Exercise goal: Reproduce the records. Keep every word exact and include no images.
......
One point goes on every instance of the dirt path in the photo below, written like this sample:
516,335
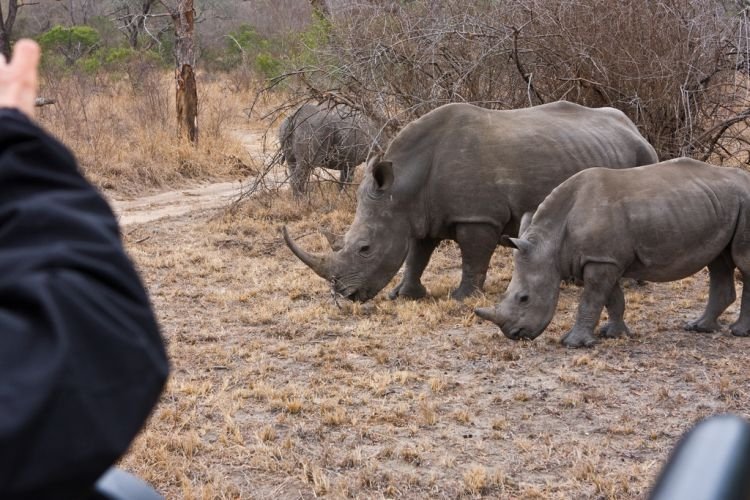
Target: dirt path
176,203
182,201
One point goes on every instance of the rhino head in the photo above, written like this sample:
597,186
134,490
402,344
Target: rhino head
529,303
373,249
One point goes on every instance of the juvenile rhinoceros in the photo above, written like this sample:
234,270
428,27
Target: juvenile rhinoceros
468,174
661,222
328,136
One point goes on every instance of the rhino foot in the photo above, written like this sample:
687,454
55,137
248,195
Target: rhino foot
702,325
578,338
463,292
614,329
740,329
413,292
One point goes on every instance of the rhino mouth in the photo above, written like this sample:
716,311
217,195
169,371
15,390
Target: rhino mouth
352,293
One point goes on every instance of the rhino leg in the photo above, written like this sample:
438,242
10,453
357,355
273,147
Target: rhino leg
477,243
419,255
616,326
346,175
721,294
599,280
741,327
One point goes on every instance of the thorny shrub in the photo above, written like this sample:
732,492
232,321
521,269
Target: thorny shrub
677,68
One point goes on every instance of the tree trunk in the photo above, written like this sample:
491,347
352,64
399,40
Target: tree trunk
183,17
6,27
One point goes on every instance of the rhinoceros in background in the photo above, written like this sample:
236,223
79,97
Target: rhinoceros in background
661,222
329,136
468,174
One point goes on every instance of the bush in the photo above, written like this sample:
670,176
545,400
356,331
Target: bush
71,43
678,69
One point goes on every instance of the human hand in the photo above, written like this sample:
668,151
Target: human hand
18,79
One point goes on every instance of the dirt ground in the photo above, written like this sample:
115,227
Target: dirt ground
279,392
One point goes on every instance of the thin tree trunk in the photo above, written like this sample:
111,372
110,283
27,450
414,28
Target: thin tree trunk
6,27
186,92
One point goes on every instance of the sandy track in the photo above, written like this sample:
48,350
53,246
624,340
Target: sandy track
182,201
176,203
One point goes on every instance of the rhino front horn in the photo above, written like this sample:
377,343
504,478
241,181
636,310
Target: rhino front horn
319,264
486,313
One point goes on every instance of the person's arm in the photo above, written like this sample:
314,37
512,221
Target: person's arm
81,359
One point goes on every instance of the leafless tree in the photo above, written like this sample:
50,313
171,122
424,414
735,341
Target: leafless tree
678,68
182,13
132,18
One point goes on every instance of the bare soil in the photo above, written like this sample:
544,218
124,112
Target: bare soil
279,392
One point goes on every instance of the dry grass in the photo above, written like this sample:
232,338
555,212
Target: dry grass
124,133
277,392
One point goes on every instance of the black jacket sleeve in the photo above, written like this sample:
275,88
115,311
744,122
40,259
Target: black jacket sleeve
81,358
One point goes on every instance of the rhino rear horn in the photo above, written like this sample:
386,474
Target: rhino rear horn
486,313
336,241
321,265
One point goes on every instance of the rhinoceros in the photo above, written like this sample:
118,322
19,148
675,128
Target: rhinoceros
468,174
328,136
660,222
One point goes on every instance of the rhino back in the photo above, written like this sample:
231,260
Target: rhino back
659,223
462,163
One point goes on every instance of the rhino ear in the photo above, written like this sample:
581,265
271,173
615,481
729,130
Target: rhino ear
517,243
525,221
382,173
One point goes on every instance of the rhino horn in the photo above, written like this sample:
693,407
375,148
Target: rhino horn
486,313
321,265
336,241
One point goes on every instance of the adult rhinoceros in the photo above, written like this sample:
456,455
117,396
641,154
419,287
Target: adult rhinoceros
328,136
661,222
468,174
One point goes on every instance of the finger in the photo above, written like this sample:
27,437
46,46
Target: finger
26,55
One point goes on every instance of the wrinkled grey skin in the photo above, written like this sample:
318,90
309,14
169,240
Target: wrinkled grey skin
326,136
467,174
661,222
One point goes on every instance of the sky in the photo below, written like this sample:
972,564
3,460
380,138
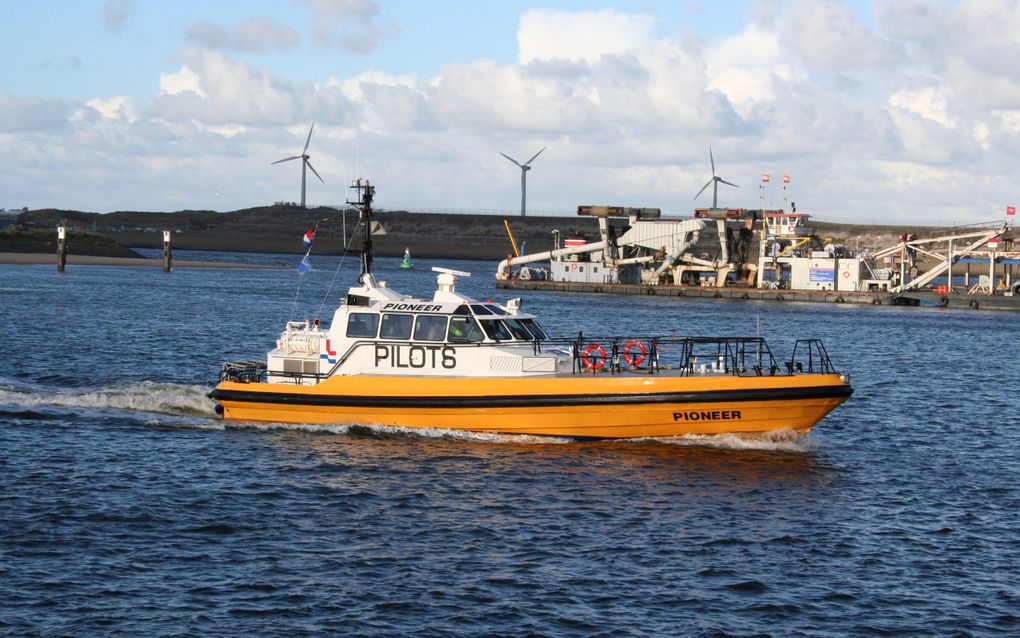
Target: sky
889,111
......
Written solution:
One point goes on every instance of the dirt path in the photo below, written like this sample:
516,335
Target: dirt path
176,203
182,201
One point goes on every instance of the rhino head in the photo above, written like this sample:
597,186
134,490
402,344
Target: rhino head
529,303
373,249
One point goes on every instance of the juvenile rhinoceros in the photo above, written like this sample:
234,270
428,27
Target: juvenile rhinoceros
468,174
661,222
328,136
One point goes on every instance of the rhino foot in the photo above, written like this sample:
687,454
55,137
248,195
Target: rhino foot
702,325
578,338
463,292
614,329
740,329
413,292
One point goes on every instance of the rhino mouth in the photo above, written like this sample:
716,311
217,195
169,371
15,390
Target: rhino mouth
352,293
One point goes on every instance of the rhino leg in the photo above, written like this sample:
438,242
10,453
357,355
273,147
Target: rhino leg
477,243
419,255
616,326
346,175
721,294
599,280
741,327
One point goes on every instance of the thorny shrub in the photo above, written like this sample:
732,492
232,321
521,269
Target: thorny shrub
677,68
One point goes on every instance of the tree trunk in the photo above, written like this sample:
491,347
352,64
399,40
Target: tree trunk
183,17
6,27
One point goes on every instance of the rhinoceros in background in the photo above, written like this sample:
236,223
79,97
Target: rhinoceros in background
661,222
329,136
468,174
One point goes on every instance of the bush in the photo above, written like this sample:
670,176
545,400
356,331
Target: bush
71,43
678,69
One point goes on every instance of the human hand in the photo above, written like this sample:
668,151
Target: human hand
18,79
One point goes on every instance of the dirt ground in the photo above, written like this sample:
115,227
Target: dirt ground
279,392
One point goes on every instance of the thin tree trunk in the photo above, written like this sample:
111,372
110,283
27,450
414,28
Target: thin tree trunk
6,27
186,92
One point goes on every instance of the sandy track in the photo above, written like this sample:
48,350
53,246
624,340
Target: sandy track
182,201
176,203
One point goes on every instance of the rhino front horn in the photo above, written like this sample:
377,343
504,478
241,181
636,310
Target: rhino front horn
319,264
486,313
One point goes on every instance of the person's arm in the photo above, written like this sample:
314,37
512,221
Target: person's arm
81,359
One point goes on every instance of the leafless tree in the photo above, written like this sample:
50,313
171,122
424,414
735,341
Target: leafless tree
678,68
182,13
132,18
One point goes on every instance of the bare soil in the photo above, written like this sample:
544,218
124,112
Target: bare soil
279,392
One point goes on every instance of the dry grass in the photo above, written like this sample:
232,338
555,212
Target: dry grass
124,133
277,392
One point goes on every instance of the black jacket sleeve in the photo above, written like this sample:
275,88
115,311
744,122
40,259
Target: black jacket sleeve
81,358
One point goes on every instance of the rhino rear horn in the photo above, written like this sample:
386,474
Target: rhino rear horn
486,313
336,241
321,265
One point goes on every instance of the rhinoceros in the photo above, written like this sample:
118,322
19,148
675,128
Target: rhinoceros
468,174
328,136
660,222
One point goes on every instance of the rhino back in the photo above, written like this sample:
231,260
Target: rhino back
659,223
462,163
One point goes on every instance of the rhino ear in the photo above, written like this sample:
581,265
271,173
615,481
729,130
Target: rhino ear
517,243
525,221
382,173
One point goes on every instance of the rhino horn in the photo above, written like this sample:
693,407
375,148
Target: rhino horn
486,313
321,265
336,241
One point goes on every instance of the adult rhinoceros in the photo above, written like this sample:
456,455
117,396
641,154
419,287
Target: adult rhinoceros
328,136
661,222
468,174
One point goes on every instance of the finger in the photo above, written like this sample:
27,437
46,46
Target: finger
26,55
One point goes on every instance of the wrinkled grey skin in the photo above, written like this sample:
318,90
309,14
169,240
Target: wrinkled grey skin
326,136
467,174
661,222
One point goes on every instance of the sky in the photo below, written like this sample:
972,564
3,460
380,138
Target: sky
889,111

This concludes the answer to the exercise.